> _Document extract_:
_ _ _ _ _
Differences Between This AD and the MCAI or Service Information

    We have reviewed the MCAI and related service information and, in 
general, agree with their substance. But we might have found it 
necessary to use different words from those in the MCAI to ensure the 
AD is clear for U.S. operators and is enforceable. In making these 
changes, we do not intend to differ substantively from the information 
provided in the MCAI and related service information.
    We might also have proposed different actions in this AD from those 
in the MCAI in order to follow FAA policies. Any such differences are 
highlighted in a Note within the proposed AD.

Costs of Compliance

    Based on the service information, we estimate that this proposed AD 
would affect about 67 products of U.S. registry.
    The actions that are required by AD 2010-10-18 and retained in this 
proposed AD take about 9 work-hours per product, at an average labor 
rate of $85 per work hour. Required parts cost about $0 per product. 
Based on these figures, the estimated cost of the currently required 
actions is $765 per product.
    We estimate that it would take about 1 work-hour per product to 
comply with the new basic requirements of this proposed AD. The average 
labor rate is $85 per work-hour. Required parts would cost about $0 per 
product. Where the service information lists required parts costs that 
are covered under warranty, we have assumed that there will be no 
charge for these costs. As we do not control warranty coverage for 
affected parties, some parties may incur costs higher than estimated 
here. Based on these figures, we estimate the cost of the proposed AD 
on U.S. operators to be $5,695, or $85 per product.

[[Page 79986]]

Authority for This Rulemaking

    Title 49 of the United States Code specifies the FAA's authority to 
issue rules on aviation safety. Subtitle I, section 106, describes the 
authority of the FAA Administrator. ``Subtitle VII: Aviation 
Programs,'' describes in more detail the scope of the Agency's 
authority.
    We are issuing this rulemaking under the authority described in 
``Subtitle VII, Part A, Subpart III, Section 44701: General 
requirements.'' Under that section, Congress charges the FAA with 
promoting safe flight of civil aircraft in air commerce by prescribing 
regulations for practices, methods, and procedures the Administrator 
finds necessary for safety in air commerce. This regulation is within 
the scope of that authority because it addresses an unsafe condition 
that is likely to exist or develop on products identified in this 
rulemaking action.
_ _ _ _ _
> _Source data_:

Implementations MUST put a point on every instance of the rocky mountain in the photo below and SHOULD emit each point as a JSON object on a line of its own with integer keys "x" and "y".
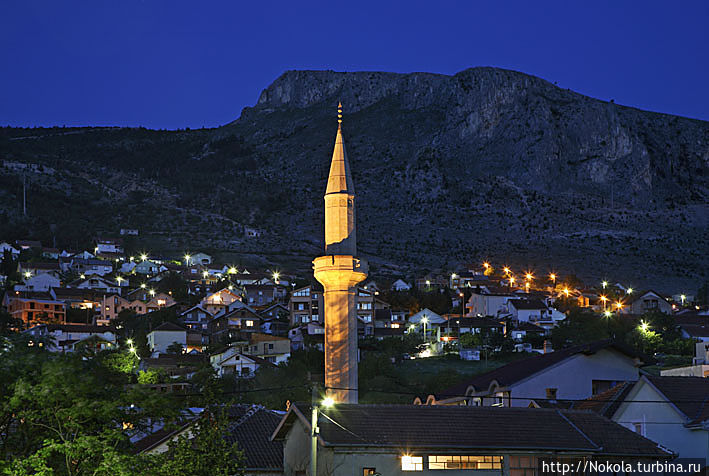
_ _ _ _ _
> _Exercises_:
1. Do these statements agree with the airworthiness directive excerpt? (a) The proposed AD would affect about 67 products of U.S. registry. (b) Complying with the new basic requirements would take about 9 work-hours per product. (c) Any differences in actions from the MCAI are highlighted in a Note within the proposed AD. For each, answer yes or no and quote the words from the excerpt that decide it.
2. Carry the airworthiness directive excerpt forward from its last sentence.

> _Answers to the exercises_:
1.
(a) Yes: "we estimate that this proposed AD would affect about 67 products of U.S. registry."
(b) No: "We estimate that it would take about 1 work-hour per product to comply with the new basic requirements of this proposed AD."
(c) Yes: "Any such differences are highlighted in a Note within the proposed AD."

2.
Regulatory Findings

    We determined that this proposed AD would not have federalism 
implications under Executive Order 13132. This proposed AD would not 
have a substantial direct effect on the States, on the relationship 
between the national Government and the States, or on the distribution 
of power and responsibilities among the various levels of government.
    For the reasons discussed above, I certify this proposed 
regulation:
    1. Is not a ``significant regulatory action'' under Executive Order 
12866;
    2. Is not a ``significant rule'' under the DOT Regulatory Policies 
and Procedures (44 FR 11034, February 26, 1979); and
    3. Will not have a significant economic impact, positive or 
negative, on a substantial number of small entities under the criteria 
of the Regulatory Flexibility Act.
    We prepared a regulatory evaluation of the estimated costs to 
comply with this proposed AD and placed it in the AD docket.

List of Subjects in 14 CFR Part 39

    Air transportation, Aircraft, Aviation safety, Incorporation by 
reference, Safety.

The Proposed Amendment

    Accordingly, under the authority delegated to me by the 
Administrator, the FAA proposes to amend 14 CFR part 39 as follows:

PART 39--AIRWORTHINESS DIRECTIVES

    1. The authority citation for part 39 continues to read as follows:

    Authority:  49 U.S.C. 106(g), 40113, 44701.


Sec.  39.13  [Amended]

    2. The FAA amends Sec.  39.13 by removing Amendment 39-16297 (75 FR 
27406, May 17, 2010) and adding the following new AD:

Bombardier, Inc.: Docket No. FAA-2010-1200; Directorate Identifier 
2010-NM-136-AD.

Comments Due Date

    (a) We must receive comments by February 4, 2011.

Affected ADs

    (b) This AD supersedes AD 2010-10-18, Amendment 39-16297.

Applicability

    (c) This AD applies to Bombardier, Inc. Model BD-100-1A10 
(Challenger 300) airplanes, having serial numbers (S/Ns) 20001 
through 20274 inclusive, certificated in any category.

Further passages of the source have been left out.